--- START OF Extracted records ---
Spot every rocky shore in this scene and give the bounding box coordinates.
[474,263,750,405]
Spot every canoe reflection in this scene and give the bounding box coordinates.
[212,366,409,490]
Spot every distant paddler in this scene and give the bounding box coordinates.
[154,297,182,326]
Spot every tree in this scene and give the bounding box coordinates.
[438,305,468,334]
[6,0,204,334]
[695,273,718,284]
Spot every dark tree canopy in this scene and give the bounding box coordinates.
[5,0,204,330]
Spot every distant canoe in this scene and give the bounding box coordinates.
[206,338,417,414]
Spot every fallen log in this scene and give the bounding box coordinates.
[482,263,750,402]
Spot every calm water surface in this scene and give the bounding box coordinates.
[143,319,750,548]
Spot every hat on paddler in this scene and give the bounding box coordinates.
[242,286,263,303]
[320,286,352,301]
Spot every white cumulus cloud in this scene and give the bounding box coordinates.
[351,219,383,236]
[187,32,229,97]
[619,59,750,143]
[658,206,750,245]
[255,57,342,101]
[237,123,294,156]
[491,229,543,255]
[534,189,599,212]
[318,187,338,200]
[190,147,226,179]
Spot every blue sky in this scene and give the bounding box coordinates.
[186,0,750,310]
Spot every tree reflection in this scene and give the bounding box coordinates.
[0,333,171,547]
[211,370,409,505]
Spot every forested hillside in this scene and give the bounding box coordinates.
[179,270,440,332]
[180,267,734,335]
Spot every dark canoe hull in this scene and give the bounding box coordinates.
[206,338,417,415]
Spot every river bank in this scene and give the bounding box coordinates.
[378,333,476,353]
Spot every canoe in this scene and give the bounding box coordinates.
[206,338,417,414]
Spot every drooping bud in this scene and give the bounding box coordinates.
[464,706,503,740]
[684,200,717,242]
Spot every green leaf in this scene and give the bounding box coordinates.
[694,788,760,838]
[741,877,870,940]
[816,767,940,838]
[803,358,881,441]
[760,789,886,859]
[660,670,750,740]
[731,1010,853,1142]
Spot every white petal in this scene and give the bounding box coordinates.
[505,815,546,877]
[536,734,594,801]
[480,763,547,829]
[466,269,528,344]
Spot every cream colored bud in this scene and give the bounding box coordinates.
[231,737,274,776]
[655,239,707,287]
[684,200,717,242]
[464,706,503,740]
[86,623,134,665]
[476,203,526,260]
--- END OF Extracted records ---
__Work to complete__. Please copy out, word for word, the lines starting with the line that contains "Spot every dark tree" and going on through the line that contains "[320,286,352,301]", with both of those lines included.

__Response to the exercise__.
Spot every dark tree canopy in this scene and give the bounding box coordinates.
[5,0,204,330]
Spot every distant canoe in this scene and give the bounding box coordinates.
[206,338,417,414]
Spot every fallen log in this scene and give the bounding box coordinates.
[482,263,750,402]
Spot every calm water surface in this scene and give the bounding box coordinates.
[143,319,750,548]
Spot every hat on paddler in this scene and give the bounding box coordinates.
[242,286,263,303]
[320,286,352,301]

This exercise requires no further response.